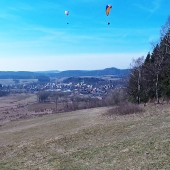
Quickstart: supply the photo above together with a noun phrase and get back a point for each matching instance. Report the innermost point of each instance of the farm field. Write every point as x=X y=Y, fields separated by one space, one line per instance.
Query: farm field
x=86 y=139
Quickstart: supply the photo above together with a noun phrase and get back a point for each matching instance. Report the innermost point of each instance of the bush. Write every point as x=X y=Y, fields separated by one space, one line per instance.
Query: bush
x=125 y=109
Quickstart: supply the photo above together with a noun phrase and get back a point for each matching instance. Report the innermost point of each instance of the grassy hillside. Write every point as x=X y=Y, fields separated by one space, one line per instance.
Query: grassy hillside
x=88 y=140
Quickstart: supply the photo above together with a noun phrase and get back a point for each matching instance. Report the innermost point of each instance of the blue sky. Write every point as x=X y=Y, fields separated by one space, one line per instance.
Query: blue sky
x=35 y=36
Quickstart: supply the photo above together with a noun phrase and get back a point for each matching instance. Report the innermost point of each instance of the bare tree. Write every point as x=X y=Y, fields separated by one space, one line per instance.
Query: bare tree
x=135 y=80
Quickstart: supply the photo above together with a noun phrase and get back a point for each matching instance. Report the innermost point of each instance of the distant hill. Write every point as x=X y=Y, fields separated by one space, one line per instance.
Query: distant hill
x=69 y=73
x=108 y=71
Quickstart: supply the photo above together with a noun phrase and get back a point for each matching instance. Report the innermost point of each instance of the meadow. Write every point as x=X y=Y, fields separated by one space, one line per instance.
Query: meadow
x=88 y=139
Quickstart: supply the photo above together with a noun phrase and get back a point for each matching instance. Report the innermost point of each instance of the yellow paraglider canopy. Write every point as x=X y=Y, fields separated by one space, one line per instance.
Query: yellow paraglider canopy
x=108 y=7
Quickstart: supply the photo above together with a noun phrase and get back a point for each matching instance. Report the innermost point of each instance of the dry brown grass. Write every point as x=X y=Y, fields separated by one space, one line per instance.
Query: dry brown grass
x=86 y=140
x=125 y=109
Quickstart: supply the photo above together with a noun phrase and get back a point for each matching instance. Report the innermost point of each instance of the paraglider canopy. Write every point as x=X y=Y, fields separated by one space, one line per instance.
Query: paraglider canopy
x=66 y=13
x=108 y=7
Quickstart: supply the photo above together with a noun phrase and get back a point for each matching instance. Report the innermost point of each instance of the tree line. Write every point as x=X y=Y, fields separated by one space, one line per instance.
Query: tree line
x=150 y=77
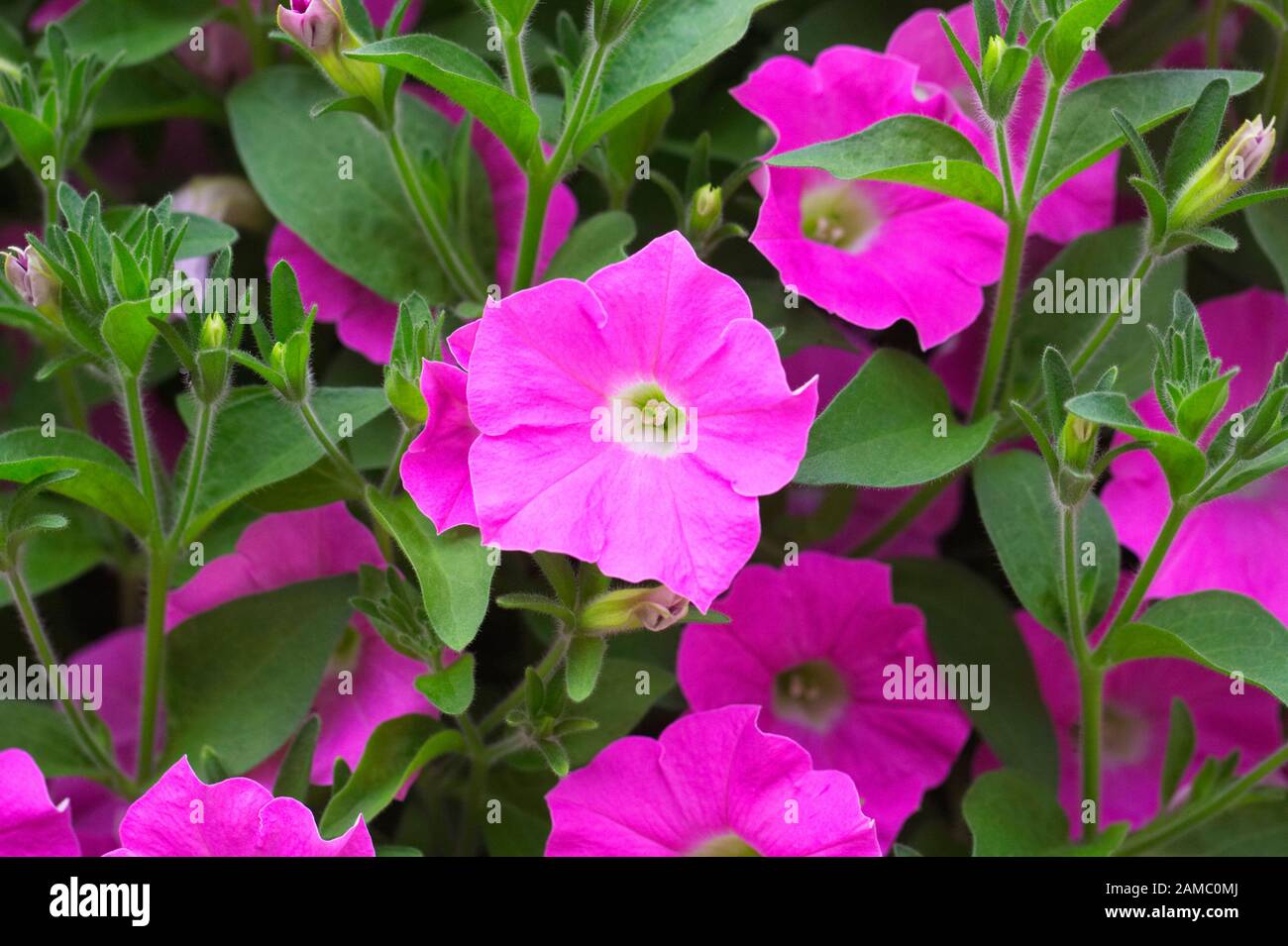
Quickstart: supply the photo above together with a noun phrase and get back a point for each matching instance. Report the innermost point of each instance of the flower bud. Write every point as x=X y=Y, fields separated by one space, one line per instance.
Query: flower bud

——

• [TASK ITEM]
Spot every line in the entries that includes the word "flower", and copy each one out.

• [TASK RESULT]
Quickstart: supply the photo above together with a noun phrase and get back a point for each matching instance. Report the innermost point of each instance of the flower bud. Write every point as x=X y=Y, fields separated by one space, one line per instance.
Query: flower bud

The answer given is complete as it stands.